▶ [Exercise instructions]:
Could you pull every line of text from the records below, word for word, and leave out the pictures?
-=-=-
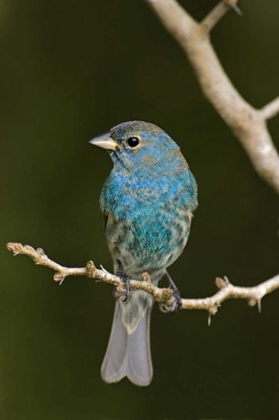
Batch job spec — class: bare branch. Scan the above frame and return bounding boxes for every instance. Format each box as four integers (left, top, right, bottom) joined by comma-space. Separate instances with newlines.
201, 0, 241, 32
146, 0, 279, 194
262, 96, 279, 120
6, 242, 279, 321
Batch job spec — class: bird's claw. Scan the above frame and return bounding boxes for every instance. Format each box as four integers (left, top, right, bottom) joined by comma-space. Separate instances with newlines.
112, 270, 131, 302
159, 271, 182, 313
159, 286, 182, 313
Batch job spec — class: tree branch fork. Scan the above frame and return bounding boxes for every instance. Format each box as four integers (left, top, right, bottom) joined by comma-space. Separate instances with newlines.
6, 242, 279, 323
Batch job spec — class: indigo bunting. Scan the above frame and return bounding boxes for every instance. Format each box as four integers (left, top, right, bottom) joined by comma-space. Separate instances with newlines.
90, 121, 197, 386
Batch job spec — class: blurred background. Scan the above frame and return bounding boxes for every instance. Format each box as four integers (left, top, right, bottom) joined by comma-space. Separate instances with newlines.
0, 0, 279, 420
-=-=-
▶ [Solution to the problem]:
Batch job spec — class: bare branch. Scan the above frame and return bounding boxes for every instance. Format each box as four integers (left, top, right, bottom) joined by comma-space. Separate instances with newlines.
201, 0, 241, 32
146, 0, 279, 194
262, 96, 279, 120
6, 242, 279, 321
Batch job spec — class: bird's claw. Scan the above frame and return bounding boxes for every instance. Format each box as four integers (left, top, right, bottom) joined by comma-space. Separate instances with newlines.
112, 270, 131, 302
159, 271, 182, 313
159, 286, 182, 313
Batch job spec — class: tree branch fork. Scan the above frame and return bounding boxes for every instance. Format each box as four integers (left, top, right, bottom) joined by comma-space. Separate instances with newlines.
6, 242, 279, 323
Batch job spec — class: indigo bunting. Scan the above frame and return bounding boxes for every instance. Format each box as four integers (left, top, right, bottom) joined by comma-space. Separate instances with newlines.
90, 121, 197, 386
Batch job spec — class: blurred background. Scan the above frame and return bounding boxes for every instance. Format each box as four integers (left, top, right, bottom) joined by comma-space. Separate instances with newlines.
0, 0, 279, 420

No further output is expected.